[Entries from an annotation dataset]
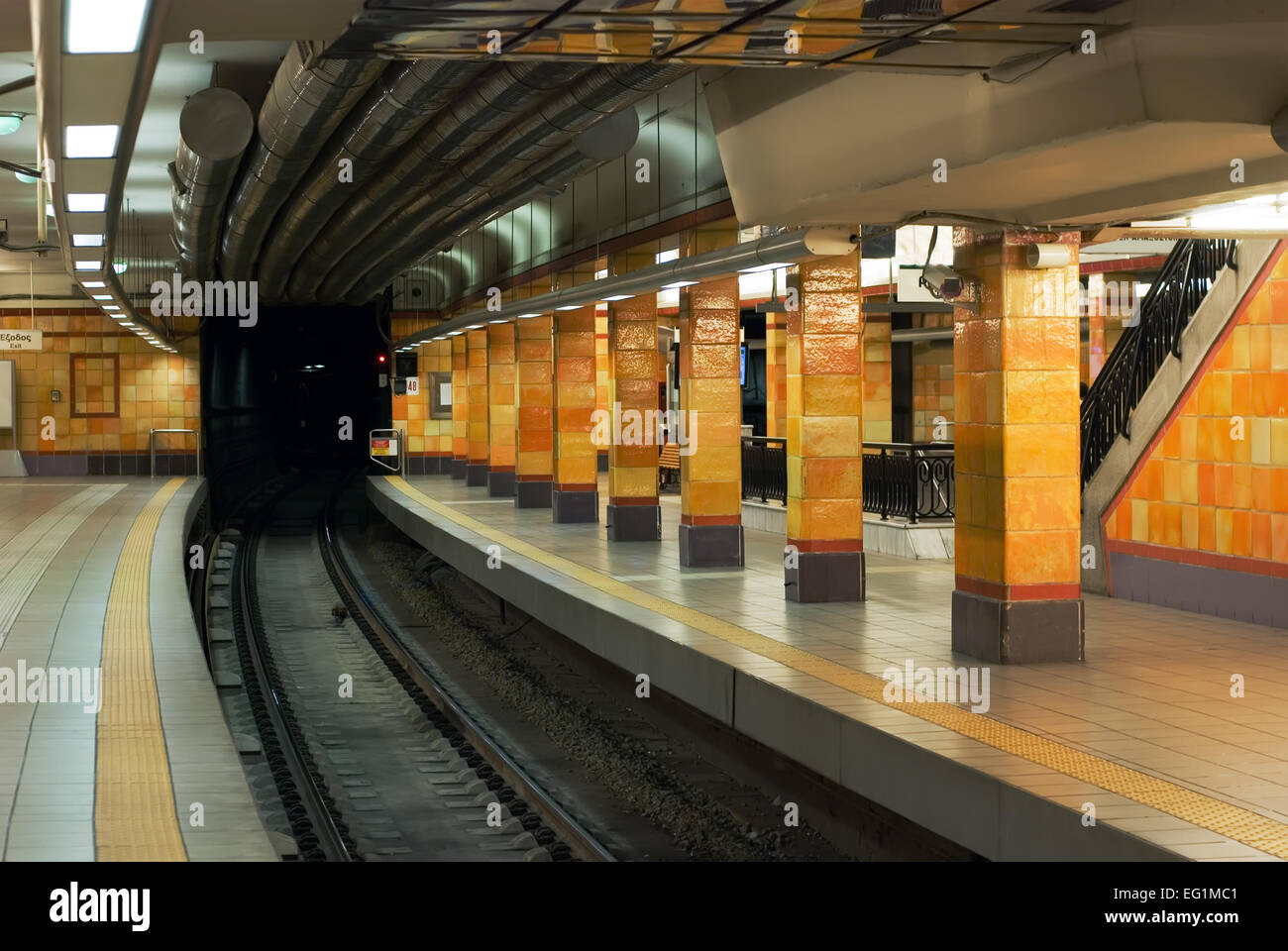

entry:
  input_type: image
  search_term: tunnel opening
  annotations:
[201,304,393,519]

--

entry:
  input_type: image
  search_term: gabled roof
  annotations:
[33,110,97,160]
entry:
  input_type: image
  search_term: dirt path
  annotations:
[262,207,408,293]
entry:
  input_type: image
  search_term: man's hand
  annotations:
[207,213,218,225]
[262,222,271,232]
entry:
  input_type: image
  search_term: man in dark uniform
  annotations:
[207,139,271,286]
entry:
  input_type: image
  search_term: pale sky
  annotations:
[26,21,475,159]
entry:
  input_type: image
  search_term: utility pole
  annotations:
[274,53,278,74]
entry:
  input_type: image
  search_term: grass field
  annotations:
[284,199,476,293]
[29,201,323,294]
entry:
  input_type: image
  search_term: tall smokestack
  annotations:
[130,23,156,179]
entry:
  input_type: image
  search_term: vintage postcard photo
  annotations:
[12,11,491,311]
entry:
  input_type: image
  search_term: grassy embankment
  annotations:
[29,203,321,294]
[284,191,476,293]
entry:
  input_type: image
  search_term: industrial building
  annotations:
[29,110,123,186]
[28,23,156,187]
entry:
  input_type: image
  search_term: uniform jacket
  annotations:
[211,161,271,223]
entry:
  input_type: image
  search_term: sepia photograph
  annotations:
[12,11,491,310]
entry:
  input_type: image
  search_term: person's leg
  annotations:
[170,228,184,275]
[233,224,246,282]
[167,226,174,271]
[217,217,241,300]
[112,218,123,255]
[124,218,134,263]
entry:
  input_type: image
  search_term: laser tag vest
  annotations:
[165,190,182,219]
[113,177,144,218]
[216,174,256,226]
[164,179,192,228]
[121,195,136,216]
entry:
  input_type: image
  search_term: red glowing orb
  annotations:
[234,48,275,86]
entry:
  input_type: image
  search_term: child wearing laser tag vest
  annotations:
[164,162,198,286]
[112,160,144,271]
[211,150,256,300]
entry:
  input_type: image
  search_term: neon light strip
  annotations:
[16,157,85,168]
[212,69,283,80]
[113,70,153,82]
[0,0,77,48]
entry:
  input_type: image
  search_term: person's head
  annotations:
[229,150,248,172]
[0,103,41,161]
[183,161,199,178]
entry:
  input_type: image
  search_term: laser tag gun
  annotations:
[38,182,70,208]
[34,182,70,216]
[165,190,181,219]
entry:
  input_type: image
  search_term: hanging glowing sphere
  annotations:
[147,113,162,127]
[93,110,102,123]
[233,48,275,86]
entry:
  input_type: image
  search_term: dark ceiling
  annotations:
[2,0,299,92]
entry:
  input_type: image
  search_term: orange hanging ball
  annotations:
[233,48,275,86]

* * *

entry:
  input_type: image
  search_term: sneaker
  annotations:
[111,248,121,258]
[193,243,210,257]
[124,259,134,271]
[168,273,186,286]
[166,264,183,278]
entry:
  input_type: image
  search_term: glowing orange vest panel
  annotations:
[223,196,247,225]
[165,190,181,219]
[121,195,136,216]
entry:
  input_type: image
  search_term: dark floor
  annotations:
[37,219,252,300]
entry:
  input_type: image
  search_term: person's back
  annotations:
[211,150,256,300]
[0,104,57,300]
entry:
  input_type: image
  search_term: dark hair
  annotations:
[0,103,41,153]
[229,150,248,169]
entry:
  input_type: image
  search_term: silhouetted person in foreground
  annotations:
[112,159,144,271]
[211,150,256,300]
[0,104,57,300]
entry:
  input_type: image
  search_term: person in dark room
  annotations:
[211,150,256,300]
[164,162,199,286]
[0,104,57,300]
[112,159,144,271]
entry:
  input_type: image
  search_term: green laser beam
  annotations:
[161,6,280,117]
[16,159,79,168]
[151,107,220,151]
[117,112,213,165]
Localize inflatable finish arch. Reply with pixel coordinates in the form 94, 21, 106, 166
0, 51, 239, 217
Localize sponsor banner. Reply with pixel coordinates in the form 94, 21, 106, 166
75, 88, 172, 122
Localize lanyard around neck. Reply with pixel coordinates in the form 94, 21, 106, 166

=== YOUR OBJECTIVE ===
Copy the rows above word for word, starting with the line that contains "Localize sponsor banner." and going on through the line that contains "Localize lanyard around".

=== RESPONSE TO THIS EXERCISE ===
Localize sponsor banner. Reply with pixel coordinates in the form 94, 21, 106, 166
75, 88, 172, 122
Localize lanyard around neck. Reply with pixel coordinates in the form 94, 21, 106, 166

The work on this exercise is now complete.